BEGIN Document section
We start with the Woodford well. Let us cross-plot the 100%-wet-rock $V_p$ and $V_s$ versus porosity (Figure 3A). The result is quite discouraging. At a fixed porosity value, $V_p$ may vary by more than 1,000 m/s, while the $V_s$ scatter is about 750 m/s.

FIGURE 3

FIGURE 3. Woodford well. (A) 100%-wet-rock V_p(left) and V_s(right) versus porosity. (B) Same as “(A)” but color-coded by the clay content. Colored symbols at zero porosity are for V_p(left) and V_s(right) in the solid phase and are color-coded by the same third variables. Upper solid black line is computed from the constant-cement model starting from the stiffest zero-porosity data point. Lower solid black line is computed from the same model starting from the least stiff zero-porosity data point. (C) Same as “(B)” but color-coded by kerogen content. (D) Same as “(B)” but the color is the sum of the clay and kerogen contents.

This picture changes if we color-code these datapoints by a third variable. Figures 3B,C show plots of $V_p$ and $V_s$ versus porosity color-coded by clay and kerogen contents, respectively. Both variables provide strong discrimination of the velocity at fixed porosity. Using the sum of the clay and kerogen (the softest components of the solid matrix) contents also provides strong velocity discrimination (Figure 3D).

Since clay and kerogen are the softest components of the solid phase, it is not surprising that color-coding $V_p$ and $V_s$ by the respective velocities ($V_{ps}$ and $V_{ss}$) computed in the solid phase (all minerals plus kerogen) also provides powerful discrimination of these velocities at fixed porosity (Figure 4). These velocities are computed from the bulk ($K_s$) and shear ($G_s$) moduli and the density (${\rho }_s$) of the solid phase (the minerals plus kerogen) as

$V_{ps}=\sqrt{\frac{K_s+\left(4/3\right)G_s}{{\rho }_s}};V_{ss}=\sqrt{\frac{G_s}{{\rho }_s}},(7)$

where ${\rho }_s$ is the weighted arithmetic average of the elemental densities listed in Table 1

${\rho }_s={\displaystyle \sum _{i=1}^N{f}_i{\rho }_i},(8)$

where $f_i$ is the volume fraction of the ith mineral component in the solid matrix; ${\rho }_i$ is its density; and $N$ is the number of the solid-matrix components.

FIGURE 4

FIGURE 4. Woodford well. Same as Figure 3 but the color is V_p in the solid phase (left) and V_s in the solid phase (right).

$K_s$ and $G_s$ are computed as Hill (1952) average using the elemental elastic moduli listed in Table 1:

$K_s=\frac{K_V+K_R}{2},G_s=\frac{G_V+G_R}{2},(9)$

with

$K_V={\displaystyle \sum _{i=1}^N{f}_i{K}_i};G_V={\displaystyle \sum _{i=1}^N{f}_i{G}_i};K_R^{-1}={\displaystyle \sum _{i=1}^N{f}_i{K}_i^{-1}};G_R^{-1}={\displaystyle \sum _{i=1}^N{f}_i{G}_i^{-1}},(10)$

where $K_i$ and $G_i$ are the bulk and shear moduli of the $i$th component, respectively.
END Document section
BEGIN Recorded information
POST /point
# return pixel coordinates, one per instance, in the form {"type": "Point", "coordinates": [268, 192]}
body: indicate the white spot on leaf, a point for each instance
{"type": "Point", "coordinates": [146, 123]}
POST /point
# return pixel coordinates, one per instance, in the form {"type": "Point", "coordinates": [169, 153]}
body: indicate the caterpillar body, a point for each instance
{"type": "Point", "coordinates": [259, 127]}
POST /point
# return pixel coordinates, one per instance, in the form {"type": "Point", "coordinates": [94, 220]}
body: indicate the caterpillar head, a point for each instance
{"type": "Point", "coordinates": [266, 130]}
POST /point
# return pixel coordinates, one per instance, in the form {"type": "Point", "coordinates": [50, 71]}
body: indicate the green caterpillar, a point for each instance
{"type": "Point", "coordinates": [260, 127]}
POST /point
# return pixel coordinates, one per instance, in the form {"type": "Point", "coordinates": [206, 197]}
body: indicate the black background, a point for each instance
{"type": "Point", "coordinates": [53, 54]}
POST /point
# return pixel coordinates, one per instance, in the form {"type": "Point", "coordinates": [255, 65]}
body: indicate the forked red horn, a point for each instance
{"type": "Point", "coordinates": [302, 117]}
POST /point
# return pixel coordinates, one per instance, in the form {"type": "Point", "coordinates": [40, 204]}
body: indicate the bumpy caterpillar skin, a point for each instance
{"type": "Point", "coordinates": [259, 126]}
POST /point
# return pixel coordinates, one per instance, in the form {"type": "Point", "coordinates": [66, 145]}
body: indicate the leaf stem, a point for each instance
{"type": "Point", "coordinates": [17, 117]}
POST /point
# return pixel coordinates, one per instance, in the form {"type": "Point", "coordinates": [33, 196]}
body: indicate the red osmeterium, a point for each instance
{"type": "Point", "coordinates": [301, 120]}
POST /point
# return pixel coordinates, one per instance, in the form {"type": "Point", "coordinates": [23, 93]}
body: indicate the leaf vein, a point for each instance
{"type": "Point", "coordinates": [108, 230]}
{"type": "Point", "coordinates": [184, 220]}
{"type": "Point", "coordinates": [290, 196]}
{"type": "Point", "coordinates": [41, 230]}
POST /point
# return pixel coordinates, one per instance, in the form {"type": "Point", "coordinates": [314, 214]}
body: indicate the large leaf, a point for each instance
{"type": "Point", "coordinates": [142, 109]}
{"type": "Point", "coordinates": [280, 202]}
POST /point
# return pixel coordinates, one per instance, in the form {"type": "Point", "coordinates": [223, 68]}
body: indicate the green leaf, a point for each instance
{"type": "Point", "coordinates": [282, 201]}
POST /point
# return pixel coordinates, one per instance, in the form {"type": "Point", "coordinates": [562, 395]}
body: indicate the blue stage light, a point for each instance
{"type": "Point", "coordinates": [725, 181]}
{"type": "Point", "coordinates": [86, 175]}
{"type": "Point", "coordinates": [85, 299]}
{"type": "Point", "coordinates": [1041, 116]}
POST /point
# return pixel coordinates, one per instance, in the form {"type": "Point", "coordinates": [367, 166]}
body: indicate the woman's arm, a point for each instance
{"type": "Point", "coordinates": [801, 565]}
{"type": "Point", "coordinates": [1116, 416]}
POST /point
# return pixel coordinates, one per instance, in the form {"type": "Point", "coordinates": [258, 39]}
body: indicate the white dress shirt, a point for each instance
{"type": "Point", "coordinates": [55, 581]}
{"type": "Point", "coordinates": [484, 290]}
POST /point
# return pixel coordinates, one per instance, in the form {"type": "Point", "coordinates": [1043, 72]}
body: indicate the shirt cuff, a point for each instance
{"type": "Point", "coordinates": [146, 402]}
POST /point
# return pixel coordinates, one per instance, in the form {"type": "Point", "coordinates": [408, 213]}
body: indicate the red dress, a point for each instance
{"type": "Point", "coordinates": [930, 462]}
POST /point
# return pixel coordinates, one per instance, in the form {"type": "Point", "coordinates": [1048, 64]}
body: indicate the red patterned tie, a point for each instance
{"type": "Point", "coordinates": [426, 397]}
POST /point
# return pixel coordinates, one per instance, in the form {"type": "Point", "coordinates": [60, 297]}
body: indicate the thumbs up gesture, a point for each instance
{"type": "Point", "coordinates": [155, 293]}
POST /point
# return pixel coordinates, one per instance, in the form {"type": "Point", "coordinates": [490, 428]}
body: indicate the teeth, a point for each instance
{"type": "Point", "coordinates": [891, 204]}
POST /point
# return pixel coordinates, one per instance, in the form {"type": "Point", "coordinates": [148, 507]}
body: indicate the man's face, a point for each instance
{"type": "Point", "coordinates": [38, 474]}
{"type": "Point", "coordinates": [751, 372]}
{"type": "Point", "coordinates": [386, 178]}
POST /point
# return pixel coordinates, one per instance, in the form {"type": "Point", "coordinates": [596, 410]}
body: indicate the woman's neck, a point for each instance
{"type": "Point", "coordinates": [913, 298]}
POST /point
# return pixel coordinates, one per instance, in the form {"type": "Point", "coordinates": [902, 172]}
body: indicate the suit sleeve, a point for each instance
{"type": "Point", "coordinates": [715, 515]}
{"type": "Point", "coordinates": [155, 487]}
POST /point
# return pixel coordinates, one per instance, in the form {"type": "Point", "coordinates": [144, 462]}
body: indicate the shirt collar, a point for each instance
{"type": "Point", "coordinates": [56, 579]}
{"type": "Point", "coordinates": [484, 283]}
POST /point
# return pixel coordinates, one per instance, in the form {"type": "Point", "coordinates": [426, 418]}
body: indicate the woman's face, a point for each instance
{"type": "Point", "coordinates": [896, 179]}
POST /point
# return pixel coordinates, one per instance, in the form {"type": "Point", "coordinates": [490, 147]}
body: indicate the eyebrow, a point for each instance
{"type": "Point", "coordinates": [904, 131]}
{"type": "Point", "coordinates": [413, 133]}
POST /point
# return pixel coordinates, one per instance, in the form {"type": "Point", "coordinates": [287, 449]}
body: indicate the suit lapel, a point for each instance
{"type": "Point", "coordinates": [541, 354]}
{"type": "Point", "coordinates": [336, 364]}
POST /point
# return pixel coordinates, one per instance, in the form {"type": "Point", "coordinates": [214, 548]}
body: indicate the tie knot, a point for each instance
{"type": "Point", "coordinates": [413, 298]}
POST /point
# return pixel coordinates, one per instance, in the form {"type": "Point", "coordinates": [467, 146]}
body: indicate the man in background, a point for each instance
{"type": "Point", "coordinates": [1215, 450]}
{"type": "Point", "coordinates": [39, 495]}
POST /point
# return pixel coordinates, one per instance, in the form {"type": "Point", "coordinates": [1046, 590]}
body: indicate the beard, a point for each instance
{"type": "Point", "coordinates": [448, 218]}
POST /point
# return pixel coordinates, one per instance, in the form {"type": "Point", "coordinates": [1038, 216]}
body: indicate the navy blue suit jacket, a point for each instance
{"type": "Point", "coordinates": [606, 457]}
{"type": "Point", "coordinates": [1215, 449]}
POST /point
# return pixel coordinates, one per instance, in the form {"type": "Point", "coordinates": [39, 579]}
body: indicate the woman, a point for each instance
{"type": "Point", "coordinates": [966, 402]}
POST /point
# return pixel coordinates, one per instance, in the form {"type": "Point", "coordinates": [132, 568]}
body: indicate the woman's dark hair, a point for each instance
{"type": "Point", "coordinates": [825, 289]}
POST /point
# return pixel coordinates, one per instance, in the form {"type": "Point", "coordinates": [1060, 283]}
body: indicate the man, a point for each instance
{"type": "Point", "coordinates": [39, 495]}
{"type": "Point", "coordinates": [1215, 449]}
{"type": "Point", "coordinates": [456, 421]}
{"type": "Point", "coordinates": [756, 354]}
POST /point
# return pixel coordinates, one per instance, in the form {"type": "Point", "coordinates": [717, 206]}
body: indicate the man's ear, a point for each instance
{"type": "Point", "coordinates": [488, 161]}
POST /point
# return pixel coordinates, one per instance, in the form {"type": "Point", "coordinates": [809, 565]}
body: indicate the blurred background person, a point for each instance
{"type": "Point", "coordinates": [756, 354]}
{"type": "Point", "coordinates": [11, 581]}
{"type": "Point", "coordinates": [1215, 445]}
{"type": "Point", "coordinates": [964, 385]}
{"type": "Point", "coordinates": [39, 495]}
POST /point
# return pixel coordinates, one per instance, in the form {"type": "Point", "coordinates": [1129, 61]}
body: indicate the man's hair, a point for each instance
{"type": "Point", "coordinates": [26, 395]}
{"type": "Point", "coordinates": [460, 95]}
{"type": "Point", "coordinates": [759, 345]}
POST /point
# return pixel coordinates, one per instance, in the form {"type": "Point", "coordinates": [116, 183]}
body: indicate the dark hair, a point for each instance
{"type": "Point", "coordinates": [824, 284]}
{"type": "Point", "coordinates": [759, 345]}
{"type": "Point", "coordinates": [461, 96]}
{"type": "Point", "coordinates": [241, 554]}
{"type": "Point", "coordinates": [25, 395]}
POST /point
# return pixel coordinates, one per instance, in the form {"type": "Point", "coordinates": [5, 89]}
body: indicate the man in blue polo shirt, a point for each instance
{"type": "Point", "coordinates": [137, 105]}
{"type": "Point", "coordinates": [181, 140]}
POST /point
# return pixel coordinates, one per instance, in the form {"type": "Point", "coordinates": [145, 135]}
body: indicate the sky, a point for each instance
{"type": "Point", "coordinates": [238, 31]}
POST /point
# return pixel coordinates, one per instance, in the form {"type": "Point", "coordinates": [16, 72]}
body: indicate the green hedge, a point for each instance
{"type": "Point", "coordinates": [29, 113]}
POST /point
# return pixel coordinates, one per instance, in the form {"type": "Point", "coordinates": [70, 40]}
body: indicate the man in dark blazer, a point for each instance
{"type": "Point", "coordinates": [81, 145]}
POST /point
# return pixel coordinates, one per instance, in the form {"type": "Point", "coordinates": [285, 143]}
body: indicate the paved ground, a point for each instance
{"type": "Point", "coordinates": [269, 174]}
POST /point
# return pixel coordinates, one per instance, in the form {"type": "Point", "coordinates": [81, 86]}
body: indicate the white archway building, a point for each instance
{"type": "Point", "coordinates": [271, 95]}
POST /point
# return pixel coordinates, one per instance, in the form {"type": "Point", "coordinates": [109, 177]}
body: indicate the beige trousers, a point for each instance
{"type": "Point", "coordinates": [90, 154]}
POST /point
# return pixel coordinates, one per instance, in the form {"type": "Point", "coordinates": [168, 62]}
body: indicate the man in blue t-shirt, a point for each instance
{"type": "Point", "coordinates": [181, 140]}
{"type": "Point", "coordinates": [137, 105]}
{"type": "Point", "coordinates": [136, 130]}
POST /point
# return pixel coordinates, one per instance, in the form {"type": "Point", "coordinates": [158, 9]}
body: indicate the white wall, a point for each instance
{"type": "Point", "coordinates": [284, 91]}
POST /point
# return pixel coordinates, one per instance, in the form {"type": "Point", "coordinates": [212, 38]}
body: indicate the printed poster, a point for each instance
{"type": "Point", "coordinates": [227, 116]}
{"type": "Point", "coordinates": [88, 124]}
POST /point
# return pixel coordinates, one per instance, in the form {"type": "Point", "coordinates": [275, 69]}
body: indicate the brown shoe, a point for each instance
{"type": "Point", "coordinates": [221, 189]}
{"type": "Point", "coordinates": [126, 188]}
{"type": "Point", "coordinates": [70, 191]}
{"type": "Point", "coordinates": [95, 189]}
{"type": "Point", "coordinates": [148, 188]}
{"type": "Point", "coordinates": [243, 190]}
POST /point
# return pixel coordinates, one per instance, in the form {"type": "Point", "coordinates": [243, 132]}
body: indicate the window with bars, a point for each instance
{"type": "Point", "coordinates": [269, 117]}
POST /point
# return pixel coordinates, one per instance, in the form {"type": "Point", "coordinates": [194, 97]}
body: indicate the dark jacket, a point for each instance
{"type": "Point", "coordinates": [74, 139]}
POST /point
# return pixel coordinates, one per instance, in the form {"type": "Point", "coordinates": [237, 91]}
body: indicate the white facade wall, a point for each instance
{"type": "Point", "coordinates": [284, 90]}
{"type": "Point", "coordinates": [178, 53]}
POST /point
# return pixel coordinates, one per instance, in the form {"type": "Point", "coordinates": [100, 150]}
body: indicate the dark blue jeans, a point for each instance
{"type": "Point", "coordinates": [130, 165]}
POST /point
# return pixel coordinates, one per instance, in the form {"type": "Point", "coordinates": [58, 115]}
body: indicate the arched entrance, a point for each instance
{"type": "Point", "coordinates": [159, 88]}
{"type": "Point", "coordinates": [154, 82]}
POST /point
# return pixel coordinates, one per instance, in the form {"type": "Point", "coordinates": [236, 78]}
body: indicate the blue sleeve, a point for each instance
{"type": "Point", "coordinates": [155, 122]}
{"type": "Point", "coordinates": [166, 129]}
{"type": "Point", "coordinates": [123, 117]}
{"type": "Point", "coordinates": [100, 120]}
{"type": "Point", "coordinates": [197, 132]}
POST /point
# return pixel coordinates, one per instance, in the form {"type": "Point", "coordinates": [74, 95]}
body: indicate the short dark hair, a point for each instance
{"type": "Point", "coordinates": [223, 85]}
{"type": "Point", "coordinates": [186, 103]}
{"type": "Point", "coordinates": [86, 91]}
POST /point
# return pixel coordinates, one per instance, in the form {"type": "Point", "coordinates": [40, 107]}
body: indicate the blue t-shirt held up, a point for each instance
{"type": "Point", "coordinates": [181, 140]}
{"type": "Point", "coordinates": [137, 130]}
END Recorded information
■ **Task requirements**: In the Woodford well text, which variables are used to color-code the velocity-versus-porosity datapoints in Figures 3 and 4?

■ **Exercise answer**:
- Clay content (Figure 3B)
- Kerogen content (Figure 3C)
- Sum of the clay and kerogen contents (Figure 3D)
- V_p in the solid phase (Figure 4, left)
- V_s in the solid phase (Figure 4, right)